Compiti ed esercizi:
[1] Secondo il brano sui flussi migratori, perché l'occasione sembra propizia per una nuova riflessione?
[2] Continua il brano sui flussi migratori dopo la sua ultima frase.
··· Brano estratto ···
Per quanto tranchant, la prospettiva nuovamente perorata da Cassano non è diversa nel merito da quella sostenuta più volte in questo stesso spazio sul Sussidiario. L’occasione sembra quindi propizia per una nuova riflessione: di metodo politico-istituzionale prima che di merito socioeconomico. E il primo aspetto può essere risolto rapidamente: fino a che la gestione dei flussi migratori sarà brandita strumentalmente con finalità politiche – In Italia o in Europa – i migranti stessi saranno sempre le vittime annunciate, assieme alla salute civile della democrazia.
··· Estratti di dati ···
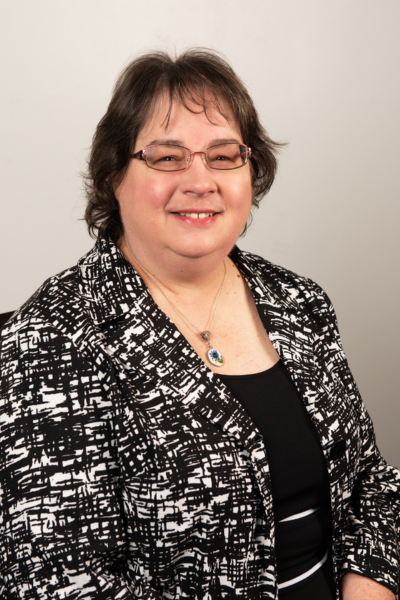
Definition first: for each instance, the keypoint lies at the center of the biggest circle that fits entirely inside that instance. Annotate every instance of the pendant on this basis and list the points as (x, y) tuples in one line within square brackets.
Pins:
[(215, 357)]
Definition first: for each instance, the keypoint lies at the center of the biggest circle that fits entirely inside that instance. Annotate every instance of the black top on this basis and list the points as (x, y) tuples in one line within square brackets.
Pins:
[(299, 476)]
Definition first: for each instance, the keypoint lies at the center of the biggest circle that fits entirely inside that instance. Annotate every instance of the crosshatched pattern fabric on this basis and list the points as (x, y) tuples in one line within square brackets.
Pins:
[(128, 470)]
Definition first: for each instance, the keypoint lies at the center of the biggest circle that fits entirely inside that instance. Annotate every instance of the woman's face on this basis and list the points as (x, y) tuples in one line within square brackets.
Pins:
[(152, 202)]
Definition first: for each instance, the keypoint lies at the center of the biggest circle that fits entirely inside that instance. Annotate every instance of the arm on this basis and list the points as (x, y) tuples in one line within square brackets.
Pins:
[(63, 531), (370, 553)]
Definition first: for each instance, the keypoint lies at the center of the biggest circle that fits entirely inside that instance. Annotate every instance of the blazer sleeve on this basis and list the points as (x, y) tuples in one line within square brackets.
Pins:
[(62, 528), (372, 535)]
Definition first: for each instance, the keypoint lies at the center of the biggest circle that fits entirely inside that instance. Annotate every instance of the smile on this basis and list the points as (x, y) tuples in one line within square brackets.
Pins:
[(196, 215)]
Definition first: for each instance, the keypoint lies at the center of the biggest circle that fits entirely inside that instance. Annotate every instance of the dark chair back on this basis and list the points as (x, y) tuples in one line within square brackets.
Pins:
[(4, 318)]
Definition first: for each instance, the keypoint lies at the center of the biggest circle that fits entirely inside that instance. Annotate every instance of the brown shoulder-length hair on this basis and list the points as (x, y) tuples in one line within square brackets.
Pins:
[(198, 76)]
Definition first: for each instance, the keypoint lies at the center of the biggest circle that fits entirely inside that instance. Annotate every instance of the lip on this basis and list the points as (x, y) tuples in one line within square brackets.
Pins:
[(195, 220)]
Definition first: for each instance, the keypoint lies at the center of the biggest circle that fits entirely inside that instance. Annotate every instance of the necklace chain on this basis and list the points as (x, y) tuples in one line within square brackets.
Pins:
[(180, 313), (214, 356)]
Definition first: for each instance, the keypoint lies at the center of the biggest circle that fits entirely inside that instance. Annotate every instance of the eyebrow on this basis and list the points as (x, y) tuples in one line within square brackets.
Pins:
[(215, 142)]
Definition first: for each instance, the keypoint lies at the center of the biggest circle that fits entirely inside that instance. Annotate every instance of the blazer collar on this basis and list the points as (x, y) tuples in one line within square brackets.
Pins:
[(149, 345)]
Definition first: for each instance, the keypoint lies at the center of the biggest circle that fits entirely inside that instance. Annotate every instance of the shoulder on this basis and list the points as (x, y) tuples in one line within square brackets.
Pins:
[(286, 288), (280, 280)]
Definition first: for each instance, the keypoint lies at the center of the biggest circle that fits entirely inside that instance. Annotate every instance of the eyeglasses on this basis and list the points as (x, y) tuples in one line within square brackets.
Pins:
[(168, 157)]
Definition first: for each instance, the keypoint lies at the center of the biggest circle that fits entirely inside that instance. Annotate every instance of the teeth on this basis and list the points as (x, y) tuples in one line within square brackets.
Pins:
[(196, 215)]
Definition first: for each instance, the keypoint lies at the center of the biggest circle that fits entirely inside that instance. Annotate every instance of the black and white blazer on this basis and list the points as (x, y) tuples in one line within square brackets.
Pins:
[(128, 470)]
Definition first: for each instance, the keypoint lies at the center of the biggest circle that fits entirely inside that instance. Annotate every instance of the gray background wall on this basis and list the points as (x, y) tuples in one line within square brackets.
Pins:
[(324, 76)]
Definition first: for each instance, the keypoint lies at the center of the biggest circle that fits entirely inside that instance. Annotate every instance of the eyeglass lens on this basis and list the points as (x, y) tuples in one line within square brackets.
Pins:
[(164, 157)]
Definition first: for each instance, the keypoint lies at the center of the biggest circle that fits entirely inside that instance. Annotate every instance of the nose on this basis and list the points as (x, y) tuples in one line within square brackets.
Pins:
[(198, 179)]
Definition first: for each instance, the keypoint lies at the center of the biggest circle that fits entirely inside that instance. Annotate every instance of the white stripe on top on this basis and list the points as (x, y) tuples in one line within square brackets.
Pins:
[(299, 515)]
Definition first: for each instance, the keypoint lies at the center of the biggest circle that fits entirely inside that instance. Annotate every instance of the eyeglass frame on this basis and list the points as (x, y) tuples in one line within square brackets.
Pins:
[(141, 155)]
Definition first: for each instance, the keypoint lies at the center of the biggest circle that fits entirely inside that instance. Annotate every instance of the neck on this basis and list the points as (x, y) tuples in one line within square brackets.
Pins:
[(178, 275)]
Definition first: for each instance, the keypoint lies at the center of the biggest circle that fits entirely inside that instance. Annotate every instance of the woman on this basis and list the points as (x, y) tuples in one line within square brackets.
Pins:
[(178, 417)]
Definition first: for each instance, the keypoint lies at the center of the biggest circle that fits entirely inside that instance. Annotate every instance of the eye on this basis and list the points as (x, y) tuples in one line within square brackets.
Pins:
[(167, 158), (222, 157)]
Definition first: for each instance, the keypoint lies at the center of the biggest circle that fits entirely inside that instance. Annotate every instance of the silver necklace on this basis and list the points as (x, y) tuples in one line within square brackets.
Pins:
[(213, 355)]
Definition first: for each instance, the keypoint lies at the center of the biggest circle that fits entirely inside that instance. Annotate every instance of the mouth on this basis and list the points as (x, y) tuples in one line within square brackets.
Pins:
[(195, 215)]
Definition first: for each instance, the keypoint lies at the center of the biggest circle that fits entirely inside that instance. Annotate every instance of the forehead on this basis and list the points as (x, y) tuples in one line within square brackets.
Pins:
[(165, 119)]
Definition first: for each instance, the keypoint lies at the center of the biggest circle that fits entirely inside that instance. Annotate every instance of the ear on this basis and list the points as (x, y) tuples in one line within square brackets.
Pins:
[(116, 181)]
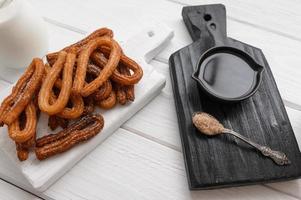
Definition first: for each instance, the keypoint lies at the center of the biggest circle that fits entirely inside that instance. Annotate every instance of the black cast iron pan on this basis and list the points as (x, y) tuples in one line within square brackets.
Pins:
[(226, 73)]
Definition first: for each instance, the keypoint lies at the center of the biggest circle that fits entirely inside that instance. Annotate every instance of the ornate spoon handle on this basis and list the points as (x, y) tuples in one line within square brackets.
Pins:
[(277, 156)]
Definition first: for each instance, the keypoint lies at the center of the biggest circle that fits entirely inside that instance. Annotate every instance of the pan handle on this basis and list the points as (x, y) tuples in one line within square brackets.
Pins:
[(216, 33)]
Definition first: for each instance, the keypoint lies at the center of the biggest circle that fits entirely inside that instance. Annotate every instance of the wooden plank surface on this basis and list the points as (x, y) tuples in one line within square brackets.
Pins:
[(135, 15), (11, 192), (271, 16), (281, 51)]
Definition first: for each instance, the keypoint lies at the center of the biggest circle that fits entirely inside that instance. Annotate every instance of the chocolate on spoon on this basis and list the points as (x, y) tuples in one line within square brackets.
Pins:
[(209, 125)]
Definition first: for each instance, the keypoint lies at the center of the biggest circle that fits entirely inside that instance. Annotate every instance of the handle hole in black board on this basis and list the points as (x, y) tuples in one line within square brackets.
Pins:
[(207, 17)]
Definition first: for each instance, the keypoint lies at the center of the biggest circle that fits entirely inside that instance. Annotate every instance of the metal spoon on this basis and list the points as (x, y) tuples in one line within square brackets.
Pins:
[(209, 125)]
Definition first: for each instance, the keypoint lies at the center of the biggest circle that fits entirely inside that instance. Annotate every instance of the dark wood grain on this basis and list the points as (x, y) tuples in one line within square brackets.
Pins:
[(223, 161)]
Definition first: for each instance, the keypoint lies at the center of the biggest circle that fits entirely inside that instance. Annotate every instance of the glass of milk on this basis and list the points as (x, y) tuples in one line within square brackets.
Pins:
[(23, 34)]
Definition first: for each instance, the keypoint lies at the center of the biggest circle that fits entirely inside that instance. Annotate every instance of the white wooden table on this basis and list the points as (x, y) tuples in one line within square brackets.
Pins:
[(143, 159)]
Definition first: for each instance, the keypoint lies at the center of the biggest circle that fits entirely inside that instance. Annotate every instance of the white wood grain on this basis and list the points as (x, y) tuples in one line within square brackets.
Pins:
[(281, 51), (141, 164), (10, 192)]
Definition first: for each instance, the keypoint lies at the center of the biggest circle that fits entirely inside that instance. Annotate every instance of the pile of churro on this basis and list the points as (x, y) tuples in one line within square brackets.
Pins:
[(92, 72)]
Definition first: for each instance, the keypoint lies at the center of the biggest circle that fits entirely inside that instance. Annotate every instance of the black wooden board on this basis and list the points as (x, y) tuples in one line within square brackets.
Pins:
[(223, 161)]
···
··· Estratti di dati ···
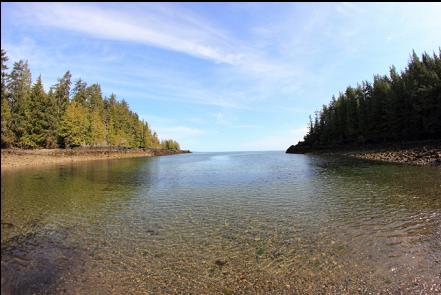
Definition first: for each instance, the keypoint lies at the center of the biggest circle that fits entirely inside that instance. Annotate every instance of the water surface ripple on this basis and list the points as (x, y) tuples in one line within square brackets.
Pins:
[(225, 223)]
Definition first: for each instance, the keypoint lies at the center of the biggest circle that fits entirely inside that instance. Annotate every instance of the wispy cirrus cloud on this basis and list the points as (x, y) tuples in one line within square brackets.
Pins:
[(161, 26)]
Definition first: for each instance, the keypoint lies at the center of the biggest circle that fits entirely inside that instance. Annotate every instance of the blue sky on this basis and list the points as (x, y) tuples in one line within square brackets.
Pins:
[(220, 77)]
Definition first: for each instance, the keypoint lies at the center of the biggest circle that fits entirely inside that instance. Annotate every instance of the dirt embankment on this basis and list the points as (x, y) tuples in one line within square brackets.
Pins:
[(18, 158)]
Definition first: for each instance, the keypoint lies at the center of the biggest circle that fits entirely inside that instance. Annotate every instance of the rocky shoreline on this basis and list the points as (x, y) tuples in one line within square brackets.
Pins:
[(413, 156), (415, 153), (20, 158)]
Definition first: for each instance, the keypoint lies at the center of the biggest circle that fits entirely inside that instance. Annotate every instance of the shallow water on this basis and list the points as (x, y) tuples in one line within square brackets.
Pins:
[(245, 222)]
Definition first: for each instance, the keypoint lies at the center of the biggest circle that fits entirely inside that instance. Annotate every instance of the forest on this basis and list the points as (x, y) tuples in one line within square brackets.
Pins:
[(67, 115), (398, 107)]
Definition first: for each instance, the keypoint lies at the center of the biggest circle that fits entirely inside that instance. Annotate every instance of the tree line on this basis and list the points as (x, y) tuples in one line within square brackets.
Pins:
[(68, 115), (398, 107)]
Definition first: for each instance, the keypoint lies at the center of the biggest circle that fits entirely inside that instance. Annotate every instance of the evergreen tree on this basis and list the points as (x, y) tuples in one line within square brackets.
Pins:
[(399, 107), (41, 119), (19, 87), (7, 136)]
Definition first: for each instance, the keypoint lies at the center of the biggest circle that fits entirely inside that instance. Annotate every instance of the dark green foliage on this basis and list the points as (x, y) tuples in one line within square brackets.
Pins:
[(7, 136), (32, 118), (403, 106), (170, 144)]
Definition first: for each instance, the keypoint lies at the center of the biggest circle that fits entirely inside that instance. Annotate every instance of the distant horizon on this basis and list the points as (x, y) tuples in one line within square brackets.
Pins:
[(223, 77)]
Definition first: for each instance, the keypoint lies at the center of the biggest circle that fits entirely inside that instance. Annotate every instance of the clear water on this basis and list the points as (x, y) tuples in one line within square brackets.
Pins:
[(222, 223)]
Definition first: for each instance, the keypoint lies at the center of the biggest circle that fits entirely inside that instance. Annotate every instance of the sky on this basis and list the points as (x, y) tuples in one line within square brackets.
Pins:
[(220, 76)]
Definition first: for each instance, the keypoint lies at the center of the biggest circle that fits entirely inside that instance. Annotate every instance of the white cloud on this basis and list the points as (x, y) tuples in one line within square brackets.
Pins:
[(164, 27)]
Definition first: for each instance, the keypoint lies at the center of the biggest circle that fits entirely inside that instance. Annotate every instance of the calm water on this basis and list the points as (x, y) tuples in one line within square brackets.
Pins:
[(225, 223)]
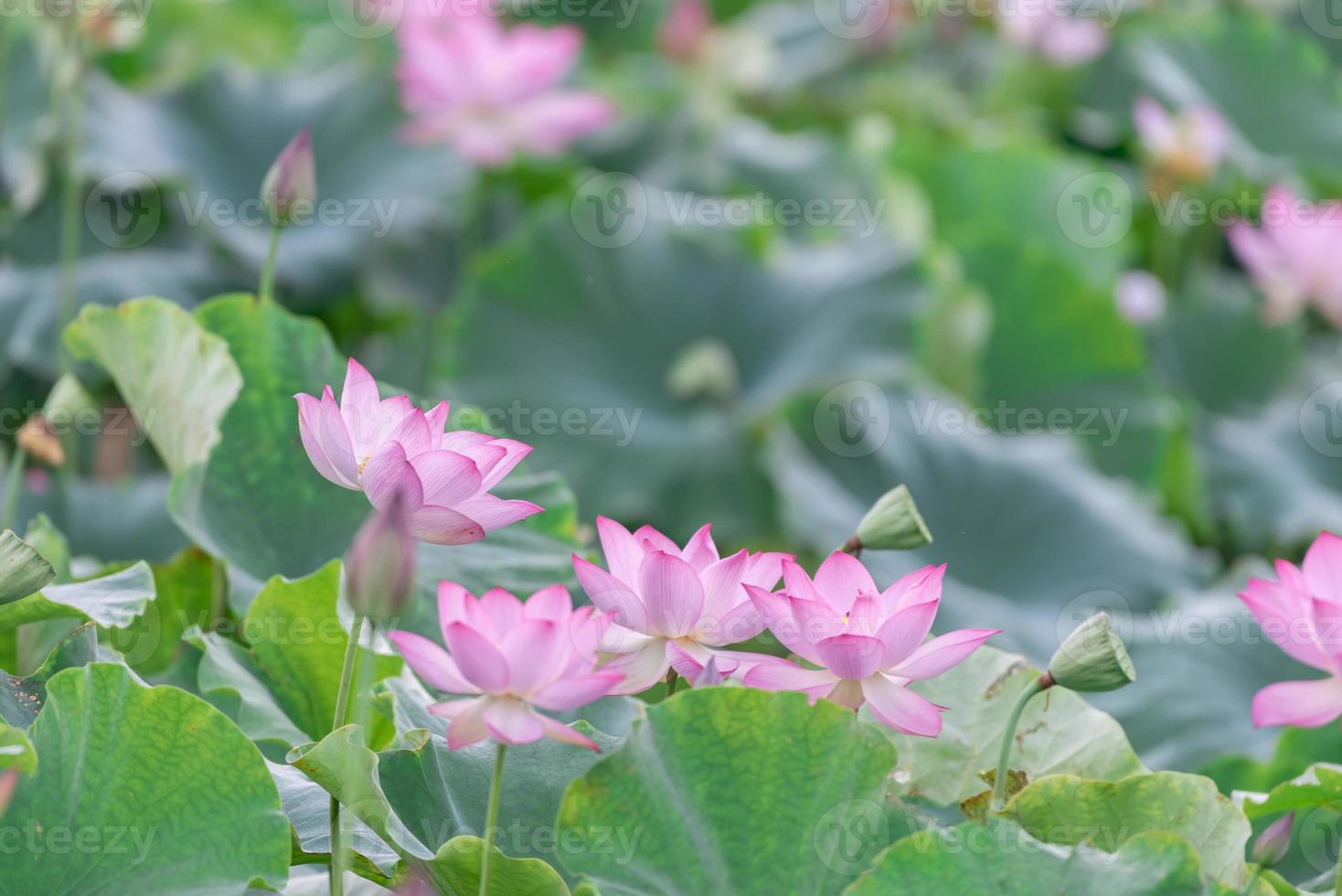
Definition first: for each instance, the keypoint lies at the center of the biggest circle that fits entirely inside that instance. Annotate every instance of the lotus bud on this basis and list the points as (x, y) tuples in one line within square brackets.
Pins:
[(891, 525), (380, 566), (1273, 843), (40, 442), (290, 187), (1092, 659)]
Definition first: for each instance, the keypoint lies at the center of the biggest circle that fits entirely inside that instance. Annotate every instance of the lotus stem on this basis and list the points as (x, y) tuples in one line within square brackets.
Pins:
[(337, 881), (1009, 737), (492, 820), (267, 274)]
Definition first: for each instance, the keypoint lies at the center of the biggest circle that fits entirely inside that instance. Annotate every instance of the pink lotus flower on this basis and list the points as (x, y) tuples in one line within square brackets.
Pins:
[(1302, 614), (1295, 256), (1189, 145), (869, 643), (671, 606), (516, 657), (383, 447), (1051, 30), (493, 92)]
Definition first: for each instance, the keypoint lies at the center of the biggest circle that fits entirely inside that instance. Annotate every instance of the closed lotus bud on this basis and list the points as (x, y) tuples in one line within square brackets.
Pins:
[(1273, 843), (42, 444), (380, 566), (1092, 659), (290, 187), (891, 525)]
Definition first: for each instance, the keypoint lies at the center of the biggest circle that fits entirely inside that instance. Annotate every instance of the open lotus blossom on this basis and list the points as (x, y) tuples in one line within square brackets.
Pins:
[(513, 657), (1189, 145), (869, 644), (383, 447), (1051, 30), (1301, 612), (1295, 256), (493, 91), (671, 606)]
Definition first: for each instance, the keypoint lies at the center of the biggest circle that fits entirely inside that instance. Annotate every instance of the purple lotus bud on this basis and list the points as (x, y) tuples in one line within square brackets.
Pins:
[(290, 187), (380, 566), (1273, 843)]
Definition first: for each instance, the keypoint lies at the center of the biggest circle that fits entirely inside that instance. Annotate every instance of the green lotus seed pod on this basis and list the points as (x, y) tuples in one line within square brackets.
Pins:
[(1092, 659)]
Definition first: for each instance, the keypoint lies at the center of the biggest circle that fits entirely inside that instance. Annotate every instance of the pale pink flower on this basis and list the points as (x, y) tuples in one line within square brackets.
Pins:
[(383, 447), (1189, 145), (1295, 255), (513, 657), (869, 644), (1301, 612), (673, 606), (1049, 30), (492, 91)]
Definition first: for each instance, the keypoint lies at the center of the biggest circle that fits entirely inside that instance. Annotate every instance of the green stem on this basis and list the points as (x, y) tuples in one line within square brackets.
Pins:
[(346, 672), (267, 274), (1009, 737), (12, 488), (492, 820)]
···
··· Estratti di dati ···
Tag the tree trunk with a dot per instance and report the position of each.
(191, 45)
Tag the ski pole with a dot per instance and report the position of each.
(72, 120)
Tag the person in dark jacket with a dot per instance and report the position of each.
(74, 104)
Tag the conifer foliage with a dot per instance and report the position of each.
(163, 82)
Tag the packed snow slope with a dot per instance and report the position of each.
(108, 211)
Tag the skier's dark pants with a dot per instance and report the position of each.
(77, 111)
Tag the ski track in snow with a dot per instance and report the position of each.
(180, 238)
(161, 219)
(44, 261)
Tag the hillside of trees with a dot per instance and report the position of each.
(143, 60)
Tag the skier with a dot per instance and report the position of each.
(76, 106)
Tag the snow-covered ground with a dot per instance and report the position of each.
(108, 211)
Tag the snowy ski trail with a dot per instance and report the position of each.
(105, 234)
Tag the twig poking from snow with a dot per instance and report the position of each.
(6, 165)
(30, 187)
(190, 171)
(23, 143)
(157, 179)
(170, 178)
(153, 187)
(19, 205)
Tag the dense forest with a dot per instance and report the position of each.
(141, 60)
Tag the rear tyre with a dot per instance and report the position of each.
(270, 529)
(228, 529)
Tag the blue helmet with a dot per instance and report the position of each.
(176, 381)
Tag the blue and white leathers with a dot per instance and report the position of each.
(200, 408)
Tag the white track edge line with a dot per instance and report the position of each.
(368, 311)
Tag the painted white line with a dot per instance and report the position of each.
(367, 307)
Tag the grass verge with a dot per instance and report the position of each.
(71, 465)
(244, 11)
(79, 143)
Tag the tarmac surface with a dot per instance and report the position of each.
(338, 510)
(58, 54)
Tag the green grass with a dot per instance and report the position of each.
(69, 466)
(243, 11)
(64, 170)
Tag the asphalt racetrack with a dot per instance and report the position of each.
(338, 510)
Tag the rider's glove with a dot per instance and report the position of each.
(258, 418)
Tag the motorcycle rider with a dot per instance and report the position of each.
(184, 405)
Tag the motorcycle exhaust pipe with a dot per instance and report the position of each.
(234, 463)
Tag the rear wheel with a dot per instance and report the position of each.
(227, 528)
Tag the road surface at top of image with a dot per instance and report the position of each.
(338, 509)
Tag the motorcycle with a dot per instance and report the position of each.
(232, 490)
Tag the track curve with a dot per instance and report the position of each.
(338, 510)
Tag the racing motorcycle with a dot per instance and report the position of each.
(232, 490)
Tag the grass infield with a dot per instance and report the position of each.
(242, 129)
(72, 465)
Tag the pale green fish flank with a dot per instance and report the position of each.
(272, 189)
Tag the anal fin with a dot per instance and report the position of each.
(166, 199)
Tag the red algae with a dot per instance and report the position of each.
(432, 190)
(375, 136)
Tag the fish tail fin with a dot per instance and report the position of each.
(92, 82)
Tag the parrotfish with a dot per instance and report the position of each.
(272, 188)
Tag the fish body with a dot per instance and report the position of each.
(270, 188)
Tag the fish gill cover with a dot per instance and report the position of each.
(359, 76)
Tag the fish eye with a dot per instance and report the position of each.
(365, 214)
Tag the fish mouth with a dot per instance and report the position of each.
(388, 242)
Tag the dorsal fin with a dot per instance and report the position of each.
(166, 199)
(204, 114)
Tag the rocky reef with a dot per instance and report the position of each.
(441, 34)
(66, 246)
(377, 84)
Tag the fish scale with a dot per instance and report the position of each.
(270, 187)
···
Risposte agli esercizi:
[1] Perché la prospettiva nuovamente perorata da Cassano non è diversa nel merito da quella sostenuta più volte nello stesso spazio sul Sussidiario.

[2]
Guardando invece alla sostanza del problema – drammatica, sicuramente meritevole di essere fra le priorità di chiunque si ritrovi a governare il Paese o le istituzioni europee -, tutto è cambiato da quando l’Europa affrontò per la prima volta la questione migratoria: nel 2013 con gli Accordi di Dublino. Ammesso che lo fosse allora, oggi non è più una pura emergenza umanitaria: che l’Ue trovò facile delegare per una parte importante all’Italia, propaggine del Vecchio Continente nel “Mare Nostrum”.



Oggi i flussi migratori – dopo e come la pandemia – sono un fenomeno globale, inserito in una crisi geopolitica che molti chiamano “terza guerra mondiale”. E i Paesi Ue un tempo distratti e spazientiti (o peggio) di fronte ai segnali di allarme provenienti da Paesi come Italia o Grecia, si ritrovano ad affrontare in grave ritardo l’emergenza solo quando essa ha preso a premere sulla loro stessa stabilità politica e sociale interna. Di qui affannose politiche restrittive: peraltro le stesse che sono sempre a lungo negate e rimproverate all’Italia, al netto di atti di ostilità aperta e provocatoria come l’incidente di Lampedusa nel 2019, da parte di un’attivista tedesca poi eletta all’Europarlamento.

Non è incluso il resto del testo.